▶ [Given text]:
** Begin **
What should happen next
By Noel Malcolm



'MILOSEVIC backs down", said the headlines. The BBC reporter said:
"Ordinary Serbs will be wondering why they had to endure 72 days of
bombing to sign a plan significantly worse than the one Milosevic had rejected
at the start." Robin Cook, meanwhile, was talking about Mr Milosevic's
forthcoming appearance at the War Crimes Tribunal in The Hague.

Defeat, incompetence, imminent arrest: anyone following the story in the
British media would conclude that the Yugoslav President was all washed up.
Apparently Milosevic has failed in the eyes of his people, who are about to
vent their fury on him, either for his climb-down, or for the pointless suffering
he has inflicted on them (or, indeed, for both).

Readers of the Serbian papers, however, will have gained a very different
impression. Politika, the leading Belgrade daily, ran a big, exultant headline:
"Confirmed: the sovereignty and territorial integrity of the Federal Republic of
Yugoslavia, and the role of the UN." A long report from correspondents
round the world informed readers of the international community's heartfelt
gratitude to Mr Milosevic. (There was just one exception: "The British
Government has been to a large extent unhappy with this turn of events, and is
trying to justify its lonely war-mongering policy.")

Milosevic, in other words, is still in the game. He is not about to be
overthrown by the Serbian people, whose main sources of information (not
just Politika and the other papers, but also the state-run television and radio)
** End **
▶ [Instructions to follow]:
According to the article on Milosevic, why would someone following the story in the British media conclude that the Yugoslav President was all washed up? Answer in one to three sentences. Rely only on the text for these tasks.

▶ [Data shown]:
** Begin **
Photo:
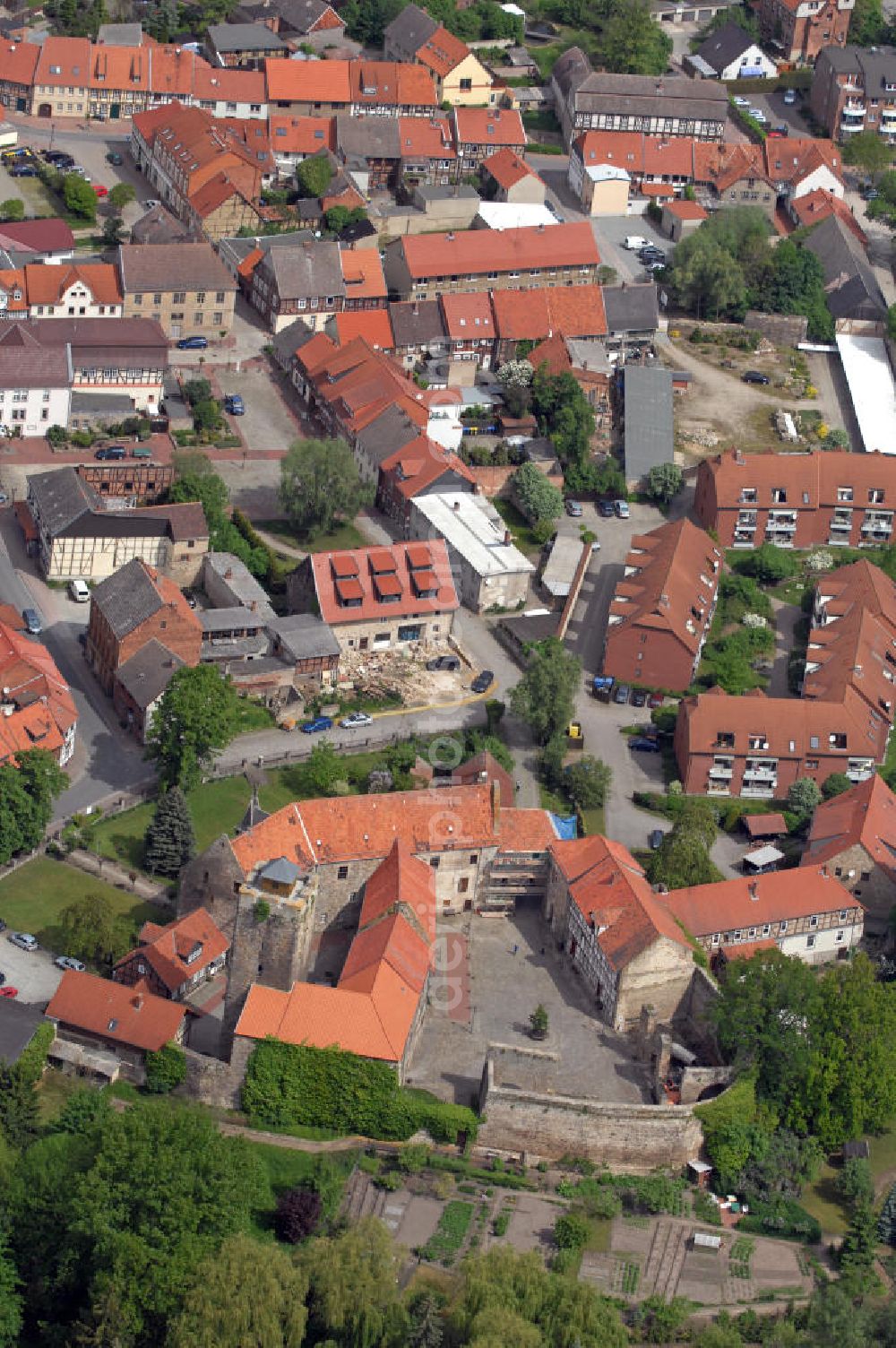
** End **
▶ [Result of the task]:
The British coverage portrayed him through defeat, incompetence and imminent arrest. Headlines said he had backed down, and a BBC reporter said Serbs would wonder why they had endured 72 days of bombing for a plan significantly worse than the one he first rejected. Robin Cook also spoke of his forthcoming appearance at the War Crimes Tribunal in The Hague.